» **Provided text**
-----
Scientists discover world’s oldest colours from Sahara desert

An international group of scientists discovered the oldest colour in the geological record in rocks beneath the Sahara desert: the bright pink pigment aged 1.1 billion years old.
Nur Gueneli, from The Australian National University, said the ancient pigment was extracted from marine black shales of the Taoudeni Basin in Mauritania, West Africa. The bright pink colour is believed to be more than half a billion years older than other prehistoric pigments.
The fossils from where the archaic bright pink was discovered appeared to have a variety of colours. The fossils were originally green and then became blood red to deep purple in their concentrated form. When the fossils were diluted, their final form revealed the bright pink pigment in an oil form.
Upon analysis, Gueneli said the ancient pigment resulted from molecular fossils of chlorophyll that were processed by ancient photosynthetic organisms that once ruled the oceans. To give context, the molecular fossils the team found were 10 times older than a Tyrannosaurus rex would have been.
The discovery of the ancient bright pink pigment could offer new insights into why it took 4 billion years before the first animal life evolved on Earth.
For the study, published in the Proceedings of the National Academy of Sciences on July 9, Gueneli and her team pulverised the billion-year-old rocks they found beneath the Sahara desert. The team then extracted and analysed the rocks’ powdered form.
-----
» **Records**
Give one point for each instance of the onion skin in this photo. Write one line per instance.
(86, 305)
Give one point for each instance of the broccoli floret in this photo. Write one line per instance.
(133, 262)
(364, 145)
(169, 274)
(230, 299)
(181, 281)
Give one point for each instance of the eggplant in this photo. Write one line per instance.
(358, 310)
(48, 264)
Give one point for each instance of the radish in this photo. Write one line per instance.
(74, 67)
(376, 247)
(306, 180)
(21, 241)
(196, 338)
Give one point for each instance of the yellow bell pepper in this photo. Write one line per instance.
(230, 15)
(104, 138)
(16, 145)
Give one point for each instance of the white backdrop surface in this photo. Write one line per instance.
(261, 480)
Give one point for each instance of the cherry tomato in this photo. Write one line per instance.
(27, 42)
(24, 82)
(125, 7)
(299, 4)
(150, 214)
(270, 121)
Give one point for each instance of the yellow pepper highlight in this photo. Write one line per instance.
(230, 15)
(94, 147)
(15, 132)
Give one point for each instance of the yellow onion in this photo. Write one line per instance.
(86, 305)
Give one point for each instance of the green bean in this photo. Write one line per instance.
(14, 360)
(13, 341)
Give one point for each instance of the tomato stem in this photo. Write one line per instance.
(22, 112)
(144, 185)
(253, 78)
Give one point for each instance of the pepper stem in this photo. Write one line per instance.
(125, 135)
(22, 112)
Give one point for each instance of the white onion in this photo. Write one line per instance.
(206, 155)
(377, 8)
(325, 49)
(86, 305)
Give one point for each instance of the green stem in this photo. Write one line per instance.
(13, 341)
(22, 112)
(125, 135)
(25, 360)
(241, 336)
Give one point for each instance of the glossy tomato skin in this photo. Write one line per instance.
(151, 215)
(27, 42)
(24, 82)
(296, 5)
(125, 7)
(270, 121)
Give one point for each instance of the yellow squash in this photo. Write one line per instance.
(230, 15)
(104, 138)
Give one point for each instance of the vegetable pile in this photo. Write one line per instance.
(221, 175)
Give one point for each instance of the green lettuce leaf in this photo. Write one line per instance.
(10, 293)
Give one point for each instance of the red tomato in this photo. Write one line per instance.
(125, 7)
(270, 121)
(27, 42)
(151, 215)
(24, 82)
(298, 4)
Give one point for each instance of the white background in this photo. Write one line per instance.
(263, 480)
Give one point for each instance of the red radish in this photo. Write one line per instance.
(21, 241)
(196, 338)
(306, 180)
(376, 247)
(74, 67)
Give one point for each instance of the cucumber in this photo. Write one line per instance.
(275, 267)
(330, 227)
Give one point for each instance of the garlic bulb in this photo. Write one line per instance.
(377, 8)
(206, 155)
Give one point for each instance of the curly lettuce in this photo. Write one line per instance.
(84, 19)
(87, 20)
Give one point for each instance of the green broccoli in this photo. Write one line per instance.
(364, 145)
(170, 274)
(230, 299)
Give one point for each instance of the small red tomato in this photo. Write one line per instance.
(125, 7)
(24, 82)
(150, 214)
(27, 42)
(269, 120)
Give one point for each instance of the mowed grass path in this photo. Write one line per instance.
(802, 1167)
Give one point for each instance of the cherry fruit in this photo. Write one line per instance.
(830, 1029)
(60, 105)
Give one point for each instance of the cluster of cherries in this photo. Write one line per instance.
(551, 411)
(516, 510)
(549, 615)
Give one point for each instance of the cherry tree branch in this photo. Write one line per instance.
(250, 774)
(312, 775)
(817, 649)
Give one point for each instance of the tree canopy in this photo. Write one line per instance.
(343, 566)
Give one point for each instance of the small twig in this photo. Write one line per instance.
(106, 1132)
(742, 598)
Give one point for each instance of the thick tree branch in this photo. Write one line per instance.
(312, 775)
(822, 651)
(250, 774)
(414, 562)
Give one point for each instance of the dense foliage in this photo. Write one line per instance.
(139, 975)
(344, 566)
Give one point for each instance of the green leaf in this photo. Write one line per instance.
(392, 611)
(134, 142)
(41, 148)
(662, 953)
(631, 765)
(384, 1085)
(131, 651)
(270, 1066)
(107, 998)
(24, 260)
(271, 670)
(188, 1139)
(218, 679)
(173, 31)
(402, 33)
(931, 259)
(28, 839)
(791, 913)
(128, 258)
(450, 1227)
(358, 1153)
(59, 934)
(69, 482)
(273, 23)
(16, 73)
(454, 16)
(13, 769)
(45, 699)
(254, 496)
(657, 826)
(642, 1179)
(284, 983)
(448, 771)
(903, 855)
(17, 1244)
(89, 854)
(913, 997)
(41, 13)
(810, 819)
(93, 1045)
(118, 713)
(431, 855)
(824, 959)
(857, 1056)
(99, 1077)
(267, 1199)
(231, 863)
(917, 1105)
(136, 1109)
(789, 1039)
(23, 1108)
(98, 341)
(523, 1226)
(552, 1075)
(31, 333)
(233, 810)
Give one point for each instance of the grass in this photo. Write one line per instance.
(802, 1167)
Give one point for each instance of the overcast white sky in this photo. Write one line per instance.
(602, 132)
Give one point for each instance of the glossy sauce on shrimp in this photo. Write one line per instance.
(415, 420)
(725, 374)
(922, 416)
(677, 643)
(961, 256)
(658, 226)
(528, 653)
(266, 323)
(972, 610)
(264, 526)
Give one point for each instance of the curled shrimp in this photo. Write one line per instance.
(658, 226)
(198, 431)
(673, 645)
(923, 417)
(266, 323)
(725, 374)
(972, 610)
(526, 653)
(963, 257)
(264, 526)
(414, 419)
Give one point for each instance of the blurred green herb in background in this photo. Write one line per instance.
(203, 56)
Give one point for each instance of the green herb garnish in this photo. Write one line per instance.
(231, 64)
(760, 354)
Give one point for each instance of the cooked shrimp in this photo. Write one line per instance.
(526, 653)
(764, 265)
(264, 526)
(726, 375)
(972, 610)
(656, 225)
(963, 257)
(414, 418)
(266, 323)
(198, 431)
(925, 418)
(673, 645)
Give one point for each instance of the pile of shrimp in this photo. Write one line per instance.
-----
» **What you need to do**
A – Reproduce word for word the passage of the article on the Sahara pigment from "The fossils from" to "would have been.".
B – Name every color that the article on the Sahara pigment says the fossils took on, from their original form to their diluted form.

» **Answers provided**
A –
The fossils from where the archaic bright pink was discovered appeared to have a variety of colours. The fossils were originally green and then became blood red to deep purple in their concentrated form. When the fossils were diluted, their final form revealed the bright pink pigment in an oil form.
Upon analysis, Gueneli said the ancient pigment resulted from molecular fossils of chlorophyll that were processed by ancient photosynthetic organisms that once ruled the oceans. To give context, the molecular fossils the team found were 10 times older than a Tyrannosaurus rex would have been.

B –
- green
- blood red
- deep purple
- bright pink